Extracted data –

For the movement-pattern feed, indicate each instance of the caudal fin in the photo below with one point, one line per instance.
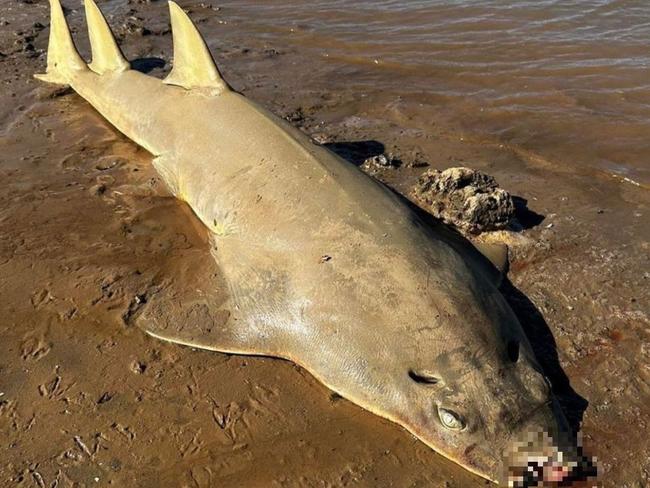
(63, 59)
(107, 56)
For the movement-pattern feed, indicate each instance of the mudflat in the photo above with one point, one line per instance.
(90, 234)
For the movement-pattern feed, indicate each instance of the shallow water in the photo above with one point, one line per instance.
(567, 80)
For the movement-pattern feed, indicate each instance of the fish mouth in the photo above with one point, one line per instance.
(551, 472)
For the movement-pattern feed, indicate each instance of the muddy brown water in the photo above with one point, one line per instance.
(549, 97)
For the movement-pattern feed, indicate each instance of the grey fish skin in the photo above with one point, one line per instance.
(325, 266)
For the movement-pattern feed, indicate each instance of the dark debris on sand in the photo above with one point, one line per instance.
(465, 198)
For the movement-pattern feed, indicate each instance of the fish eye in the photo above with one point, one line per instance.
(450, 420)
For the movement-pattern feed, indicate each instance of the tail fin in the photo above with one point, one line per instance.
(193, 63)
(62, 56)
(107, 56)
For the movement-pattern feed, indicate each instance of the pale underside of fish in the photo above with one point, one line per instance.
(325, 266)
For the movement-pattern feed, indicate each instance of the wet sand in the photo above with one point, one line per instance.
(89, 235)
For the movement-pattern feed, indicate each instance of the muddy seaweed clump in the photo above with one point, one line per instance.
(465, 198)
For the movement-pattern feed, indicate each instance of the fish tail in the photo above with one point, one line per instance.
(107, 56)
(63, 59)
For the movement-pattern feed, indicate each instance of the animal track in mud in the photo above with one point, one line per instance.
(34, 348)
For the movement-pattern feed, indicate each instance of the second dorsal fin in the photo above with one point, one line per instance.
(107, 56)
(193, 63)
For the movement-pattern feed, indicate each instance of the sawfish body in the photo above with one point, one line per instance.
(324, 266)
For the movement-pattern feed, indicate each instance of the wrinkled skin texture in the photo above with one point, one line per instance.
(329, 269)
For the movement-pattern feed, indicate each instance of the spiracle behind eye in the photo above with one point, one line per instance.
(450, 420)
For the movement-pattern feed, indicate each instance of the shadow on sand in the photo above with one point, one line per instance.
(146, 65)
(531, 319)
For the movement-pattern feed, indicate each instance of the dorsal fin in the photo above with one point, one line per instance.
(193, 63)
(63, 59)
(107, 56)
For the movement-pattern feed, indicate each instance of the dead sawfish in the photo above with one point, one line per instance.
(325, 266)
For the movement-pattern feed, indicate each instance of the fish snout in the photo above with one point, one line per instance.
(548, 457)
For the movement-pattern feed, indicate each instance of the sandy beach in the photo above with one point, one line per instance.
(89, 234)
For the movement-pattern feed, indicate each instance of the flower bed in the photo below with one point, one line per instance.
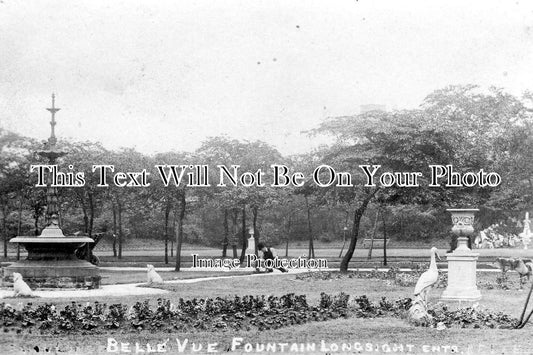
(209, 314)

Prompt – Starting with the line with "of the sawfish" and going on through the end of the listing, write the lines out again with "photo" replaced by "image" and everything else unchanged. Leave the pictures out.

Solution for this task –
For the movement-pattern feed, indicate each instance of the sawfish body in the image above with one point, one line per instance.
(324, 266)
For the movement-pattern feed, indicate each instance of the wrinkled skin texture in the image above with one point, one line per instance.
(329, 269)
For the movement-pattern feed, indicate each instance of the spiracle behind eye in the image above with one point, one line per instance.
(450, 420)
For the movement-pattern feed, indicate each instance of the shadow on sand in the image above with one point, one line per instance.
(146, 65)
(531, 319)
For the movement-pattern feed, indicate each instance of the dorsal fin in the image above with one point, one line per instance.
(193, 63)
(63, 59)
(107, 56)
For the movement-pattern feed, indicate each instance of the dead sawfish in the image above with one point, one line per instance.
(325, 266)
For the movement-pattern feed, indicate each instance of the fish snout in the image above with one point, one line per instance.
(548, 457)
For the movement-pattern feed, indicate each instance of the sandy beach in the image above with one point, one line per instance.
(89, 234)
For the movement-pattern feed, indicate each instance of the flower bed in the image below with one point, one line per instance.
(209, 314)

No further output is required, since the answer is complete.